> [Dataset extract]

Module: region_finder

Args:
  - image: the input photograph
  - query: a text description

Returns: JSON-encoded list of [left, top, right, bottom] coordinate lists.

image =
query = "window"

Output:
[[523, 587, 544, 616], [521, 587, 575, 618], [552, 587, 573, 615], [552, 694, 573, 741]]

> [Problem description] Please present every line of the items above as a Markdown table with the columns "Row" and "Line", numbering the rows and leaving out blank lines.

> [Exercise answer]
| Row | Line |
|---|---|
| 1 | Module: region_finder |
| 2 | Args: |
| 3 |   - image: the input photograph |
| 4 |   - query: a text description |
| 5 | Returns: JSON-encoded list of [left, top, right, bottom] coordinate lists. |
| 6 | image = |
| 7 | query = "window" |
| 8 | Output: |
| 9 | [[523, 587, 544, 616], [521, 587, 575, 618], [552, 587, 573, 615], [552, 694, 573, 741]] |